_CONJUNTO DE TAREFAS:_
A. No texto sobre imprensa e liberdade, a que recorriam os movimentos sindicais e estudantis para divulgar opiniões quando não havia internet?
B. Estenda o texto sobre imprensa e liberdade, escrevendo a continuação a partir da última frase dele.

_TEXTO PARA LEITURA:_
※ ※ ※
Não há palavra pública imune a críticas, nem autoridades capazes de impor silêncio absoluto

Atualização:

Convidado a participar de um evento acadêmico sobre a crise política, coube-me, entre outras questões, discutir o impacto das novas tecnologias de comunicação e o papel da imprensa. O convite levou-me a recuperar a introdução que escrevi para um pequeno livro sobre política e jornalismo, editado na virada dos anos 70 para os anos 80, quando os governos militares distribuíam notas secas aos jornais comunicando o que não podia ser publicado. No texto afirmei que a liberdade de imprensa sempre enfrentou ameaças ao longo da História, sobrevivendo a todas elas. Também disse que, por mais que o espírito de liberdade sobreviva sob os mais opressores regimes políticos, as pressões contra ele não desaparecem.

Na época em que escrevi o prefácio, a preocupação era com os temas da mentira e da censura, comuns aos períodos históricos em que os jornais são obrigados a divulgar não sua leitura dos acontecimentos, mas sinopses oficiais. Inspirado em Hannah Arendt, lembrei que o problema da mentira é que ela só é eficiente quando o mentiroso sabe a verdade que quer esconder. O campo da política é o do pensamento plural e seu terreno não é o da evidência, dizia ela, mas o do acordo e do consentimento, que pressupõem liberdade, participação, conflito, diálogo e negociação. Como o pensamento político é eminentemente representativo, consentimento sem liberdade é viciado e acordo sem conflito é escamoteação ideológica. Ainda nessa linha de raciocínio, política e jornalismo são atividades que se implicam e só se articulam quando existe um mundo público e, por extensão, um campo para o exercício da liberdade. Quando a hipocrisia, o conformismo e enviesamentos ideológicos se sobrepõem ao vigor moral, à participação e à crença na dignidade humana, é preciso buscar o sentido do espírito de liberdade, que se expressa por independência, combatividade e poder de crítica.

Relendo aquele texto, escrito quando não havia internet e os movimentos sindicais e estudantis recorriam ao mimeógrafo para divulgar opiniões, fica claro que a imprensa exercia um papel que hoje é ameaçado pelas novas tecnologias de comunicação. Em outras palavras, jornais e revistas supervisionavam as fronteiras entre o espaço público e os espaços sociais, entre as conversações e as informações. O espaço público tradicional relegava à sociedade a função de audiência, filtrando informações e opiniões. Com a internet, concebida não para que um emissor se dirija a uma massa acrítica de receptores, mas para facilitar e agilizar as comunicações entre eles, a verticalidade entre jornalistas e leitores vem sendo substituída por novas formas de relações entre o mundo das conversações e o mundo das informações. Dito de outro modo, a verticalidade entre jornalistas e sua audiência cedeu lugar a redes de comunicação que horizontalizaram o espaço público. A internet propiciou assim uma significativa ampliação do espaço público, que cada vez menos é filtrado por jornalistas e políticos profissionais. Como lembra Daniel Innerarity, da London School of Economics, em seus ensaios sobre a política em “tempos de indignação”, não há nenhuma palavra pública imune a críticas, nem autoridades governamentais capazes de impor o silêncio absoluto.
※ ※ ※
_DADOS COLETADOS:_
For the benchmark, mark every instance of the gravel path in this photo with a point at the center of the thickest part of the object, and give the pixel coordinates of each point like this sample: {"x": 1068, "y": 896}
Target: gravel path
※ ※ ※
_RESPOSTAS POR TAREFA:_
A. Ao mimeógrafo.

B.
No lado positivo, esse processo multiplica o intercâmbio de opiniões e amplia o campo do debate democrático, oferecendo amplas possibilidades para a transformação da política. No lado negativo, ele não é imune a todo e qualquer tipo de risco, como difusão de mentiras e difamações, achaques a reputações, desmoralização de adversários e os perigos da personalização dos conteúdos por parte dos sites de buscadores, como o Google. À medida que esses sites conhecem as preferências dos usuários e se empenham em oferecer serviços sob medida para seus gostos sociais, inclusive notícias e resultados de pesquisas, a internet intensifica de tal modo suas preferências que eles acabam não tendo acesso a opiniões diferentes nem recebendo informações que poderiam desafiar ou alargar, de forma crítica, suas visões de mundo.

Além da horizontalização do espaço público, as redes sociais viabilizadas pela internet são descentralizadas, dada a conectividade entre entidades estudantis, movimentos sociais e coletivos, a proliferação das chamadas organizações de “perímetro aberto – com facilidade de entrar e de sair e com critérios porosos de pertencimento – e o questionamento contínuo das autoridades hierarquizadas do poder público, disseminando, estimulando a ideia de auto-organização. Pelas críticas, controles recíprocos e troca incessante de informações em tempo real, muitos participantes das redes sociais creem na possibilidade de uma vida em grupo sem a necessidade de uma autoridade central – o que tem sido visto nas ocupações de escolas públicas por estudantes do ensino médio.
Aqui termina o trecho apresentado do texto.